**OBJETIVO DA TAREFA**
Retome, por favor, o texto sobre a psicoterapia infantil e continue-o a partir do ponto em que ele para.

**TRECHO PARA LEITURA**

A criança conversa? Ela fala, conta a história da vida dela? Fala dos problemas da semana e das dificuldades que tem com os pais? E os segredos e brigas com amiguinhos? Deita no divã?
Tudo isso também. Inclusive a parte de deitar no divã, sei de amigos psicanalistas cujos pacientes mirins fazem isso quando sentem vontade! Mas a psicoterapia infantil não é como a do adulto. Não tem como ser, concorda?
A linguagem da criança ainda está em desenvolvimento. Ela ainda está conhecendo, também, os sentimentos existentes, dela e dos outros; está conhecendo as diversas relações que os adultos mantêm entre si (de parentesco, de trabalho, de amizades, de inimizades). A criança é descoberta e aprendizado a cada dia em que vive, a cada dia em que é criança. E é por isso que sua linguagem termina cabendo melhor num outro espaço: o do brincar.
A psicoterapia, então, é espaço para brincar. E é brincando que a criança faz, sim, terapia.

**INFORMAÇÕES**
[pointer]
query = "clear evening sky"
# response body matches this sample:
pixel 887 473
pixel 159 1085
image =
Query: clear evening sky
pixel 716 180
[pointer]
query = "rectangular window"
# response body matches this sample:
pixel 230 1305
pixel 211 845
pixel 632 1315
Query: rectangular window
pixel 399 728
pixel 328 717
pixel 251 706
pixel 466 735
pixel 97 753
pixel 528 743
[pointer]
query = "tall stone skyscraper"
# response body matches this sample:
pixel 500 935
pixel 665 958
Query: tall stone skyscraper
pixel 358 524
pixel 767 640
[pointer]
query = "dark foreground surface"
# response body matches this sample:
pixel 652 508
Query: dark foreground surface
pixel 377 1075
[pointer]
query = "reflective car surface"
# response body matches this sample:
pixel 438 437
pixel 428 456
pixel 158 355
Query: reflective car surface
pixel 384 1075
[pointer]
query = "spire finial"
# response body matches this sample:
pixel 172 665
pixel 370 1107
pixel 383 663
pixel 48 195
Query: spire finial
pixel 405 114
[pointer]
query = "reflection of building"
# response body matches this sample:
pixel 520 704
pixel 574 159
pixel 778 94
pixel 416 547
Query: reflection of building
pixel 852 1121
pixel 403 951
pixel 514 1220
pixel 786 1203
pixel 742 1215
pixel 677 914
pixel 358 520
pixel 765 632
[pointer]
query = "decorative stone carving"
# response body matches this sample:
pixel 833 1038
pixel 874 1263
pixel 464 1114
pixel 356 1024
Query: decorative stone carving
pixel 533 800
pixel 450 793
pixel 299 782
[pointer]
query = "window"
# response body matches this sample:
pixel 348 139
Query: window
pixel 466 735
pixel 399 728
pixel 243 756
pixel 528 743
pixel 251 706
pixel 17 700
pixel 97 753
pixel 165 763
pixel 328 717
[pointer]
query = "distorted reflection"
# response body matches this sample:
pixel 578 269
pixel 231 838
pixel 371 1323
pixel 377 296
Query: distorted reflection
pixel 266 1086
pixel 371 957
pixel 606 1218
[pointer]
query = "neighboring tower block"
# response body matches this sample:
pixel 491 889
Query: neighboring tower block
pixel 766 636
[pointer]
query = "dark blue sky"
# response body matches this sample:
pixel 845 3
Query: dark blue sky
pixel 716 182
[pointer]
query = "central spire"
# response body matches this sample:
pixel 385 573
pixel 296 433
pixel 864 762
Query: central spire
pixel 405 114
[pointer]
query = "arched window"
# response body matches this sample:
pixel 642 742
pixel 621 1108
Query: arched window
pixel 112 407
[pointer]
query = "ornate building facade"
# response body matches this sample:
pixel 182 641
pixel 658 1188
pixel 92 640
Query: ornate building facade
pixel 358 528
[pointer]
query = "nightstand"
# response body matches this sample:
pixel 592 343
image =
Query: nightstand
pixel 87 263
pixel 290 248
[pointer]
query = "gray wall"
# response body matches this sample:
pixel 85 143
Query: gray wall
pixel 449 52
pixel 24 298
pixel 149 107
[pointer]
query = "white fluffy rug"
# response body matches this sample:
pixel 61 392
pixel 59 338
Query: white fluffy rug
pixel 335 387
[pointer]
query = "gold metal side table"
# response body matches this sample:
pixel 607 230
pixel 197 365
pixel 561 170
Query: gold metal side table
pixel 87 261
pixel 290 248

**RESULTADO**
Aprendi assim com minha professora Symone Melo, quando ela parafraseava Merleau-Ponty: “a criança é mais vivencial do que reflexiva”. E é por isso que não se espera que, numa sala de terapia, ela reflita e elabore verbalmente situações pelas quais ela tem passado. O que ela vai escolher fazer (aliás, o que está dentro das suas possibilidades de escolher fazer) é vivenciar tais situações. Dessa maneira, uma situação de separação dos pais poderá ser vivenciada (e então acolhida e compreendida, por ela e pelo psicoterapeuta) numa brincadeira em que os pais moram em casas diferentes. Uma situação de adaptação a uma mudança de cidade pode ser elaborada em repetidos desenhos da cidade anterior, que vão dando lugar a repetidos desenhos de um novo lugar, com as mesmas pessoas dos desenhos de antes. Ou uma criança com auto-cobrança e excesso de competitividade vai experienciar, competindo com o psicoterapeuta nos jogos, o ganhar e o perder, o se frustrar, e vai receber desse adulto o acolhimento necessário quando suas expectativas infantis não são atendidas.
Ser psicoterapeuta de crianças é brincar bastante. Brincar sendo “presença ausente”: a gente está lá, disposto e disponível para o lúdico. Mas também estamos igualmente dispostos a aceitar situações nas quais a criança não quer compartilhar conosco! Então, às vezes, brincadeiras solitárias são igualmente aceitas por nós… que ficamos um pouco recuados, atentos ao que se brinca, a como se brinca, e a qualquer chamado que venha para que a gente participe.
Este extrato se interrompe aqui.